#### Supplied material
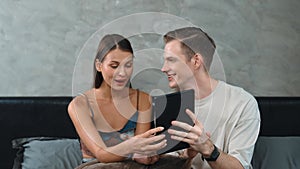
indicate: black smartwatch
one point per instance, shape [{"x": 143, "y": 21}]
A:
[{"x": 214, "y": 155}]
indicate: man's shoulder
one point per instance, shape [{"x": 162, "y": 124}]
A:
[{"x": 237, "y": 92}]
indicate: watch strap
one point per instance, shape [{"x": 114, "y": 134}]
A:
[{"x": 214, "y": 155}]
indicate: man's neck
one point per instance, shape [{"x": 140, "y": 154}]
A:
[{"x": 203, "y": 85}]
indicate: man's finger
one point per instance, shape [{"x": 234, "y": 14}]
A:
[{"x": 152, "y": 132}]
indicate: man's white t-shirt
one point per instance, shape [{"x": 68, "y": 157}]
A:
[{"x": 231, "y": 116}]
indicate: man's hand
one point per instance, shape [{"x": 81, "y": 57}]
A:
[{"x": 195, "y": 135}]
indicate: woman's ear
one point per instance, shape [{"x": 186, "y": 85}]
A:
[{"x": 98, "y": 65}]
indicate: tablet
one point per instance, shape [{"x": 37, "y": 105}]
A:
[{"x": 169, "y": 107}]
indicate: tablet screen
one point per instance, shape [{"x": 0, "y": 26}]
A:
[{"x": 169, "y": 107}]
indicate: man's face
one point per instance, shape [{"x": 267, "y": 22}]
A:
[{"x": 176, "y": 66}]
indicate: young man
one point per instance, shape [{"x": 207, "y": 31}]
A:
[{"x": 229, "y": 114}]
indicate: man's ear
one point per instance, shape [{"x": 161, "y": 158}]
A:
[
  {"x": 197, "y": 61},
  {"x": 98, "y": 65}
]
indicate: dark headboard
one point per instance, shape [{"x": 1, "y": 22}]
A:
[
  {"x": 280, "y": 116},
  {"x": 29, "y": 117}
]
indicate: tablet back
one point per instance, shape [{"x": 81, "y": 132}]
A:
[{"x": 169, "y": 107}]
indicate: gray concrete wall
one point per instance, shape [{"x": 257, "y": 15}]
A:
[{"x": 46, "y": 46}]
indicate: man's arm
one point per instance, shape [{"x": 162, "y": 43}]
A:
[{"x": 200, "y": 143}]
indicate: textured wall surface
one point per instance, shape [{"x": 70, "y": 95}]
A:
[{"x": 46, "y": 46}]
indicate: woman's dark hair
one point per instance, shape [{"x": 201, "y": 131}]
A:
[
  {"x": 194, "y": 40},
  {"x": 108, "y": 43}
]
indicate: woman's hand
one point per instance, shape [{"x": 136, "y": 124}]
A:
[{"x": 143, "y": 159}]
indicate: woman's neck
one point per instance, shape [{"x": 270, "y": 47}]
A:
[{"x": 108, "y": 93}]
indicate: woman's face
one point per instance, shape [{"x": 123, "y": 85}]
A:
[{"x": 116, "y": 68}]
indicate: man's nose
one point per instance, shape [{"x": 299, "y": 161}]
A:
[
  {"x": 121, "y": 71},
  {"x": 164, "y": 67}
]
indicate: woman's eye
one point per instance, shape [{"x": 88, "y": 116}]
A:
[{"x": 114, "y": 66}]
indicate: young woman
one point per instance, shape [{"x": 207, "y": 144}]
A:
[{"x": 112, "y": 119}]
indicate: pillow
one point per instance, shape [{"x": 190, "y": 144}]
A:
[
  {"x": 276, "y": 153},
  {"x": 47, "y": 153}
]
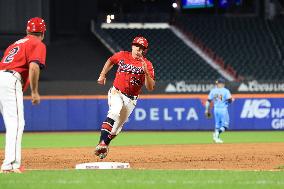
########
[The request]
Please update the listing above by replacing "indicate" with "locate" throughout and changing nothing else. Leave out the pictures.

[Task output]
locate: black smartwatch
one point per instance, shape [{"x": 143, "y": 21}]
A:
[{"x": 214, "y": 155}]
locate: man's shoulder
one point per instance, shape [{"x": 162, "y": 124}]
A:
[{"x": 237, "y": 92}]
locate: watch strap
one point per instance, shape [{"x": 114, "y": 134}]
A:
[{"x": 214, "y": 155}]
locate: man's neck
one point per instance, shape [{"x": 140, "y": 154}]
A:
[{"x": 203, "y": 85}]
locate: man's finger
one point per instance, shape [{"x": 234, "y": 14}]
A:
[{"x": 152, "y": 132}]
locate: man's white t-shirt
one point per instance, shape [{"x": 68, "y": 157}]
A:
[{"x": 231, "y": 116}]
locate: man's hand
one point per instance, shape [{"x": 81, "y": 57}]
A:
[{"x": 195, "y": 135}]
locate: woman's ear
one point per instance, shape [{"x": 186, "y": 85}]
A:
[{"x": 98, "y": 65}]
locate: tablet
one point per instance, shape [{"x": 37, "y": 105}]
A:
[{"x": 169, "y": 107}]
locate: tablet screen
one point per instance, shape [{"x": 0, "y": 26}]
A:
[{"x": 169, "y": 107}]
locate: man's face
one point per instance, shape [{"x": 267, "y": 22}]
A:
[{"x": 176, "y": 66}]
locate: young man
one point per instance, shape [{"x": 207, "y": 31}]
A:
[{"x": 229, "y": 114}]
locate: man's ear
one point per instance, shape [{"x": 161, "y": 158}]
A:
[
  {"x": 197, "y": 61},
  {"x": 98, "y": 65}
]
locate: dark headboard
one point per instance, shape [{"x": 1, "y": 22}]
A:
[
  {"x": 280, "y": 116},
  {"x": 29, "y": 117}
]
locate: tablet back
one point per instance, shape [{"x": 81, "y": 132}]
A:
[{"x": 169, "y": 107}]
locate: gray concrete wall
one point per instance, shape [{"x": 257, "y": 15}]
A:
[{"x": 46, "y": 46}]
locate: man's arm
one point per instance, shape [{"x": 162, "y": 43}]
A:
[{"x": 200, "y": 143}]
locate: textured wall surface
one point per instance, shape [{"x": 70, "y": 95}]
A:
[{"x": 46, "y": 46}]
locate: woman's dark hair
one point per instance, shape [{"x": 201, "y": 131}]
A:
[
  {"x": 194, "y": 40},
  {"x": 108, "y": 43}
]
locate: woman's hand
one point per instance, shape [{"x": 136, "y": 124}]
A:
[{"x": 143, "y": 159}]
locate: woman's neck
one point per instance, shape [{"x": 270, "y": 47}]
A:
[{"x": 108, "y": 93}]
locate: woman's face
one point per instance, shape [{"x": 123, "y": 85}]
A:
[{"x": 116, "y": 68}]
locate: man's nose
one point per instance, shape [{"x": 299, "y": 161}]
A:
[
  {"x": 121, "y": 71},
  {"x": 164, "y": 67}
]
locate: woman's eye
one point per instance, shape [{"x": 88, "y": 116}]
A:
[{"x": 114, "y": 66}]
locate: young woman
one point per instance, shape [{"x": 207, "y": 144}]
A:
[{"x": 112, "y": 119}]
locate: pillow
one point per instance, shape [{"x": 190, "y": 144}]
A:
[
  {"x": 276, "y": 153},
  {"x": 47, "y": 153}
]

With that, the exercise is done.